Collected data entries
******************************
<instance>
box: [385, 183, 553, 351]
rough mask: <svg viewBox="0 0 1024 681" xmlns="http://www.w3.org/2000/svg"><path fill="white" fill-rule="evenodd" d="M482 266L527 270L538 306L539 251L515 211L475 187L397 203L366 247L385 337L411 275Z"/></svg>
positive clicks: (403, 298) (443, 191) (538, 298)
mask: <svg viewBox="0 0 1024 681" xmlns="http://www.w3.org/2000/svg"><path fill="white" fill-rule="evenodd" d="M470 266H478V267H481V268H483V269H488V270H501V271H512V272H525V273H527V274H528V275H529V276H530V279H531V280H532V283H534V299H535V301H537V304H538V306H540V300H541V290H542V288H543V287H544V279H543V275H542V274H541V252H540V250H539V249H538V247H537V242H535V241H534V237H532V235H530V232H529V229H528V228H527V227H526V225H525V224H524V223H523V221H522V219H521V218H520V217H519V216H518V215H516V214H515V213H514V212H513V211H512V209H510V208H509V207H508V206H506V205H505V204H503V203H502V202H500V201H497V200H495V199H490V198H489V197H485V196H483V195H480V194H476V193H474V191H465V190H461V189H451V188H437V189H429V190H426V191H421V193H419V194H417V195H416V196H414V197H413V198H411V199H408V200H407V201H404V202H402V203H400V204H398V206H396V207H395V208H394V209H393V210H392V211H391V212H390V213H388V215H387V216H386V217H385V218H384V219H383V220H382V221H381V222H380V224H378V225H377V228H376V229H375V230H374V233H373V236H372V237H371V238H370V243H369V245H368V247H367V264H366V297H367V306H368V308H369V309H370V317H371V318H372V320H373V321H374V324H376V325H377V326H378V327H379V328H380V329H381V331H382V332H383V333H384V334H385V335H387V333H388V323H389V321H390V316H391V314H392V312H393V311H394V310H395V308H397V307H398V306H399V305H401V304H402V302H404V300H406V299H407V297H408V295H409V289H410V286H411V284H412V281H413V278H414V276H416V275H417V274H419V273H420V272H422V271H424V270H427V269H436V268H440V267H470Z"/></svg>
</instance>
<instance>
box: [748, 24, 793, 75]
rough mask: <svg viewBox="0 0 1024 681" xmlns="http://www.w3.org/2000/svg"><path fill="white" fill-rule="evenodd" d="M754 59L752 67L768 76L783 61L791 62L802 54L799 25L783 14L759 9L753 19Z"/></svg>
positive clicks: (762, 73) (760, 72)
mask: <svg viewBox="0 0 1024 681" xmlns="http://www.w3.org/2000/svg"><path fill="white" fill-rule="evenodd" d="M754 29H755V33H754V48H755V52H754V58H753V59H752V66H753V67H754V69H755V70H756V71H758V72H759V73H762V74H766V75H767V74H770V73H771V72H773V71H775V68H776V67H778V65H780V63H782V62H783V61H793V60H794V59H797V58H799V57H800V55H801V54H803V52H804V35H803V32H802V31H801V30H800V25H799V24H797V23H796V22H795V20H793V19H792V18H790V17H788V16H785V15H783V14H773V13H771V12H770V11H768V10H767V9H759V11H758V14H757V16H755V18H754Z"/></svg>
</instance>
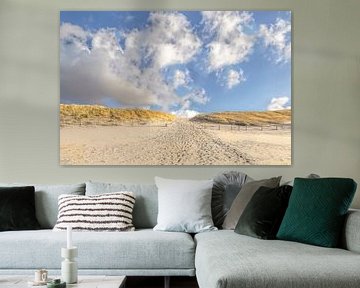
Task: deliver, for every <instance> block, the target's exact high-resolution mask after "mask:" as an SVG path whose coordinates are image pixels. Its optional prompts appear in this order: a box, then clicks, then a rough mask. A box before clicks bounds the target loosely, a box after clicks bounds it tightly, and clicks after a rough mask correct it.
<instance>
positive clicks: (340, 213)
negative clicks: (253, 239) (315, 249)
mask: <svg viewBox="0 0 360 288" xmlns="http://www.w3.org/2000/svg"><path fill="white" fill-rule="evenodd" d="M355 190H356V183H355V182H354V180H352V179H349V178H319V179H304V178H295V181H294V188H293V191H292V193H291V197H290V200H289V206H288V208H287V210H286V213H285V216H284V219H283V221H282V223H281V225H280V229H279V231H278V233H277V238H278V239H281V240H289V241H297V242H302V243H306V244H312V245H317V246H323V247H337V246H338V245H339V240H340V234H341V230H342V227H343V223H344V220H345V215H346V213H347V211H348V209H349V207H350V204H351V201H352V199H353V197H354V194H355Z"/></svg>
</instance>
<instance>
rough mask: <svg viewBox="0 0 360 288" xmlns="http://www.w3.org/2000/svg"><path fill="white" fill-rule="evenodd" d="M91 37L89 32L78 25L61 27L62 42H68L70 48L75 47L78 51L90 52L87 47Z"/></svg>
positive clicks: (68, 44) (65, 25) (69, 25)
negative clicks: (83, 29)
mask: <svg viewBox="0 0 360 288" xmlns="http://www.w3.org/2000/svg"><path fill="white" fill-rule="evenodd" d="M89 36H90V34H89V32H87V31H85V30H83V29H82V28H81V27H80V26H77V25H73V24H70V23H64V24H62V25H61V27H60V41H61V42H66V44H67V45H68V46H74V48H76V49H78V50H85V51H89V49H88V47H87V45H86V40H87V39H88V37H89Z"/></svg>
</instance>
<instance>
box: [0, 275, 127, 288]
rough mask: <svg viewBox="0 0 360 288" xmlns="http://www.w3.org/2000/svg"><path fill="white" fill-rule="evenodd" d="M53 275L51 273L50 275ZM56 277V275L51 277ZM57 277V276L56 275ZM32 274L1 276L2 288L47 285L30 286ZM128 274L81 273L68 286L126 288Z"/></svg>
mask: <svg viewBox="0 0 360 288" xmlns="http://www.w3.org/2000/svg"><path fill="white" fill-rule="evenodd" d="M50 277H51V275H50ZM51 278H52V279H54V277H51ZM55 278H56V277H55ZM32 280H33V278H32V276H28V275H27V276H1V275H0V287H1V288H24V287H34V288H44V287H46V285H45V286H31V285H29V286H28V282H29V281H32ZM125 281H126V276H85V275H80V276H79V278H78V283H76V284H67V285H66V287H67V288H124V287H125Z"/></svg>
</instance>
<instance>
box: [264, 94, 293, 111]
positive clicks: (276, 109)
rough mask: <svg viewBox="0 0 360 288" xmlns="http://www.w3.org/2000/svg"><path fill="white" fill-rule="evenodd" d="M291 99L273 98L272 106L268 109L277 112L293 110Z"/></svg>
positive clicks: (268, 109)
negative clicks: (285, 109)
mask: <svg viewBox="0 0 360 288" xmlns="http://www.w3.org/2000/svg"><path fill="white" fill-rule="evenodd" d="M289 101H290V98H289V97H286V96H284V97H278V98H272V99H271V102H270V104H269V105H268V107H267V109H268V110H269V111H276V110H284V109H291V105H290V103H289Z"/></svg>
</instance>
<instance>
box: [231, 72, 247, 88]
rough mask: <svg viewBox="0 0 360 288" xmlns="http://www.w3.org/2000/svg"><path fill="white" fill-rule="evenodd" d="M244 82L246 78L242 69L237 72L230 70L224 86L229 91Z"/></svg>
mask: <svg viewBox="0 0 360 288" xmlns="http://www.w3.org/2000/svg"><path fill="white" fill-rule="evenodd" d="M245 81H246V77H245V75H244V71H243V70H242V69H240V70H239V71H236V70H233V69H230V70H229V72H228V74H227V78H226V86H227V88H228V89H231V88H233V87H234V86H236V85H239V84H240V83H242V82H245Z"/></svg>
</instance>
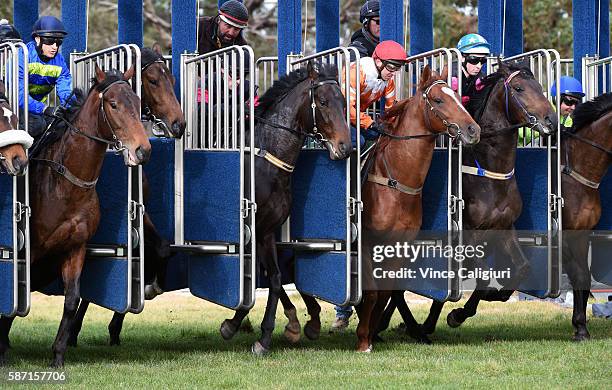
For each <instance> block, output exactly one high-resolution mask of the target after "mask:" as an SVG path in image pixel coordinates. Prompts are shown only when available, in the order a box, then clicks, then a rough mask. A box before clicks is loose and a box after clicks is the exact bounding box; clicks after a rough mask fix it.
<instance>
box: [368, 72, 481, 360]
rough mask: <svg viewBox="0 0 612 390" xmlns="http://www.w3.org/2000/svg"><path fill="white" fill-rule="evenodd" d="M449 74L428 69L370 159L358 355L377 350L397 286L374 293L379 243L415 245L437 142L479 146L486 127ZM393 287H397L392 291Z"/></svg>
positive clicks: (394, 112)
mask: <svg viewBox="0 0 612 390" xmlns="http://www.w3.org/2000/svg"><path fill="white" fill-rule="evenodd" d="M447 72H448V70H447V69H446V68H445V69H444V71H443V73H442V75H441V76H438V75H437V74H436V73H435V72H432V71H431V69H430V68H429V66H426V67H425V68H424V69H423V71H422V74H421V78H420V82H419V85H418V87H417V91H416V94H415V95H414V96H413V97H411V98H409V99H406V100H403V101H401V102H399V103H398V104H396V105H395V106H393V107H392V108H391V109H390V110H388V111H387V112H385V114H384V119H385V122H386V125H387V128H388V129H389V130H388V132H387V133H385V134H383V137H382V139H381V140H380V141H379V143H378V145H377V146H376V149H375V150H374V154H373V155H372V156H371V157H370V158H372V159H373V161H372V169H371V171H370V173H369V174H368V180H367V181H366V182H365V183H364V185H363V187H362V200H363V204H364V208H363V214H362V218H363V222H362V229H363V240H364V246H363V256H364V258H365V259H368V260H370V261H367V260H366V261H364V263H363V264H364V271H363V272H364V285H366V288H365V290H364V292H363V299H362V301H361V303H360V304H359V305H358V306H357V307H356V310H357V315H358V316H359V325H358V326H357V338H358V342H357V351H359V352H370V351H372V340H373V338H374V336H375V334H376V330H377V329H378V323H379V321H380V317H381V315H382V313H383V309H384V308H385V305H386V304H387V301H388V300H389V298H390V296H391V290H393V288H392V287H393V283H391V284H390V285H386V286H382V287H383V288H385V289H381V288H377V289H373V288H372V287H373V284H372V281H371V280H370V279H372V271H373V264H374V263H373V261H372V260H373V257H372V255H373V251H372V250H373V245H375V244H377V243H378V241H377V240H378V239H379V238H381V237H384V239H385V240H388V239H391V240H392V241H397V242H399V241H398V240H401V241H404V242H409V241H411V240H413V239H414V238H415V237H416V235H417V233H418V232H419V230H420V227H421V224H422V212H423V210H422V202H423V201H427V200H423V199H422V193H421V190H422V188H423V184H424V182H425V178H426V176H427V172H428V171H429V167H430V165H431V159H432V157H433V151H434V146H435V139H436V137H437V136H439V135H440V134H445V135H447V136H449V137H450V138H453V139H454V138H461V140H462V141H463V142H464V143H465V144H468V145H472V144H474V143H477V142H478V141H479V138H480V127H479V126H478V125H477V124H476V122H475V121H474V120H473V119H472V117H471V116H470V114H468V112H467V111H466V110H465V108H464V107H463V106H462V105H461V103H460V100H459V96H458V95H457V93H455V92H454V91H453V90H452V89H451V88H450V86H449V85H448V84H447V83H446V81H445V80H446V79H447V75H448V73H447ZM386 287H391V288H388V289H387V288H386Z"/></svg>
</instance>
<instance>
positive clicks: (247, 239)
mask: <svg viewBox="0 0 612 390" xmlns="http://www.w3.org/2000/svg"><path fill="white" fill-rule="evenodd" d="M247 56H248V59H247V58H246V57H247ZM230 60H231V61H230ZM247 60H248V61H249V62H250V63H249V68H250V69H251V70H252V71H254V70H255V65H254V54H253V49H252V48H251V47H249V46H230V47H227V48H224V49H221V50H217V51H214V52H211V53H207V54H203V55H195V54H183V55H181V107H182V108H183V112H184V113H185V119H186V120H187V131H186V132H185V136H184V137H183V138H180V139H177V140H176V142H175V169H176V174H175V198H174V199H175V203H174V205H175V244H174V245H173V248H174V249H176V250H178V251H184V252H187V253H189V254H192V255H228V254H233V255H239V259H240V260H239V261H240V266H239V269H240V277H239V278H240V281H239V296H240V300H239V302H238V303H237V304H236V305H234V306H226V305H224V306H226V307H228V308H230V309H233V310H238V309H250V308H251V307H253V305H254V304H255V282H256V278H255V275H256V245H255V239H256V237H255V212H256V210H257V205H256V204H255V175H254V169H253V167H254V166H255V160H254V158H255V154H254V153H251V152H250V151H251V150H253V147H254V140H255V137H254V131H250V132H249V134H250V137H249V138H248V139H246V137H245V134H246V130H247V129H246V126H245V116H246V114H247V110H245V107H244V104H240V105H239V106H240V107H239V108H238V107H237V106H238V105H236V104H232V107H231V108H230V107H229V103H228V99H229V98H230V94H231V97H232V98H233V100H232V101H236V98H237V97H245V96H247V98H248V99H249V102H250V104H249V108H248V117H249V126H250V129H254V128H255V120H254V119H255V118H254V117H255V114H254V103H253V102H254V93H255V90H254V83H253V82H250V83H249V85H250V86H249V89H248V90H246V89H245V87H244V83H240V87H239V88H238V92H237V91H236V89H232V90H231V91H230V90H229V87H228V82H227V79H223V80H224V82H223V83H222V78H221V74H220V73H219V72H214V70H216V69H222V70H223V72H225V74H227V73H228V71H230V70H231V71H232V72H231V73H232V74H236V71H238V72H239V75H240V79H241V80H244V79H245V72H244V64H245V61H247ZM236 61H238V63H239V65H238V66H237V65H236ZM198 67H199V68H200V71H198ZM206 70H208V72H206ZM207 74H210V75H214V77H215V82H216V90H215V91H213V93H212V94H211V96H210V99H212V101H215V99H221V97H224V100H223V101H224V111H223V112H224V113H228V112H229V113H230V114H228V115H225V114H223V126H222V125H221V123H220V121H218V122H217V123H216V126H215V128H216V132H215V129H213V128H212V126H213V122H212V121H213V119H212V114H213V107H212V104H209V105H208V110H205V107H204V104H201V106H200V108H199V109H198V106H197V105H198V102H197V93H198V87H199V86H200V85H201V84H200V82H199V81H198V80H203V79H205V75H207ZM221 84H223V88H222V86H221ZM215 92H216V93H215ZM204 93H205V91H201V96H202V102H203V98H204ZM242 100H244V99H241V101H242ZM215 110H216V113H217V114H218V116H217V117H221V107H220V105H217V107H216V109H215ZM230 110H231V111H230ZM205 111H208V117H207V118H206V119H205V120H201V121H200V126H199V127H198V118H204V114H205ZM230 117H231V118H230ZM230 119H231V123H232V125H233V129H234V130H233V132H232V133H231V135H232V138H229V137H230V132H225V131H223V130H222V129H221V128H222V127H223V129H228V128H229V124H230ZM238 121H239V122H240V125H239V127H238V128H237V125H238ZM206 129H209V131H208V132H206ZM215 133H216V134H217V138H216V140H219V144H220V143H223V142H224V143H225V145H224V146H225V147H221V146H217V145H215V142H216V141H214V140H213V137H214V134H215ZM222 136H223V140H224V141H223V140H222V139H221V137H222ZM238 139H239V142H237V141H238ZM228 143H231V144H232V145H231V147H227V144H228ZM186 150H203V151H211V152H213V151H235V152H238V153H239V160H240V188H239V191H240V195H239V197H240V218H239V221H237V222H239V242H237V243H235V242H219V241H186V239H185V204H184V203H185V185H184V179H185V178H184V175H185V164H184V157H185V156H184V152H185V151H186ZM236 247H238V248H236ZM189 272H191V271H189ZM192 292H193V291H192ZM201 298H204V299H206V297H203V296H201ZM216 303H219V302H216ZM219 304H222V303H219Z"/></svg>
******************************
> What is required:
Reproduce word for word everything from the start of the records down to the line containing "positive clicks: (403, 298)", including that line.

> Result below:
<instance>
box: [385, 183, 553, 351]
rough mask: <svg viewBox="0 0 1024 681" xmlns="http://www.w3.org/2000/svg"><path fill="white" fill-rule="evenodd" d="M482 266L527 270L538 306L539 251L515 211L475 187L397 203L366 247L385 337L411 275Z"/></svg>
positive clicks: (403, 298) (443, 191) (538, 298)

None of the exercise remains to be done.